Dataset entries>
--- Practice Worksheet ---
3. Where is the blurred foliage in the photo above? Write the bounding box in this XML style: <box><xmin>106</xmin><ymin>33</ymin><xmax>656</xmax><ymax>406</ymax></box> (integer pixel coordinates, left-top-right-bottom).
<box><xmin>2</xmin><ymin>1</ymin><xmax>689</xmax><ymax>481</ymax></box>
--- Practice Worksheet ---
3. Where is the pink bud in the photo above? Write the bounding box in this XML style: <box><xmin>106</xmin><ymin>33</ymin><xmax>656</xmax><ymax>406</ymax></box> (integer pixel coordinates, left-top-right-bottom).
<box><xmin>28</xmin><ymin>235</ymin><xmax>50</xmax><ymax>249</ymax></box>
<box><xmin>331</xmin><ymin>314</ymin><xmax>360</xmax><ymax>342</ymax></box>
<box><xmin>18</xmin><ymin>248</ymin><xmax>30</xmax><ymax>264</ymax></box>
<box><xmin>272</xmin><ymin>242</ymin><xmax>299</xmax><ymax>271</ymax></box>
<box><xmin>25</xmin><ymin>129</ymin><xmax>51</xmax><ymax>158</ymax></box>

Exercise directions> The answer is to be the lines from the one holding "3. Where is the blurred" through the end of the data above, transcribed character for character, both ends included.

Response>
3. Where is the blurred foliage in the photo above? Write the bounding box in this XML style: <box><xmin>106</xmin><ymin>33</ymin><xmax>656</xmax><ymax>406</ymax></box> (integer pixel coordinates, left-top-right-bottom).
<box><xmin>2</xmin><ymin>1</ymin><xmax>689</xmax><ymax>481</ymax></box>
--- Practice Worksheet ---
3. Where is the pink bud in the photo above? Write the bounding box in this XML style: <box><xmin>106</xmin><ymin>33</ymin><xmax>656</xmax><ymax>406</ymax></box> (integer pixel coordinates, left-top-right-bottom).
<box><xmin>28</xmin><ymin>235</ymin><xmax>50</xmax><ymax>249</ymax></box>
<box><xmin>331</xmin><ymin>314</ymin><xmax>360</xmax><ymax>342</ymax></box>
<box><xmin>18</xmin><ymin>248</ymin><xmax>30</xmax><ymax>264</ymax></box>
<box><xmin>272</xmin><ymin>242</ymin><xmax>299</xmax><ymax>271</ymax></box>
<box><xmin>25</xmin><ymin>129</ymin><xmax>51</xmax><ymax>158</ymax></box>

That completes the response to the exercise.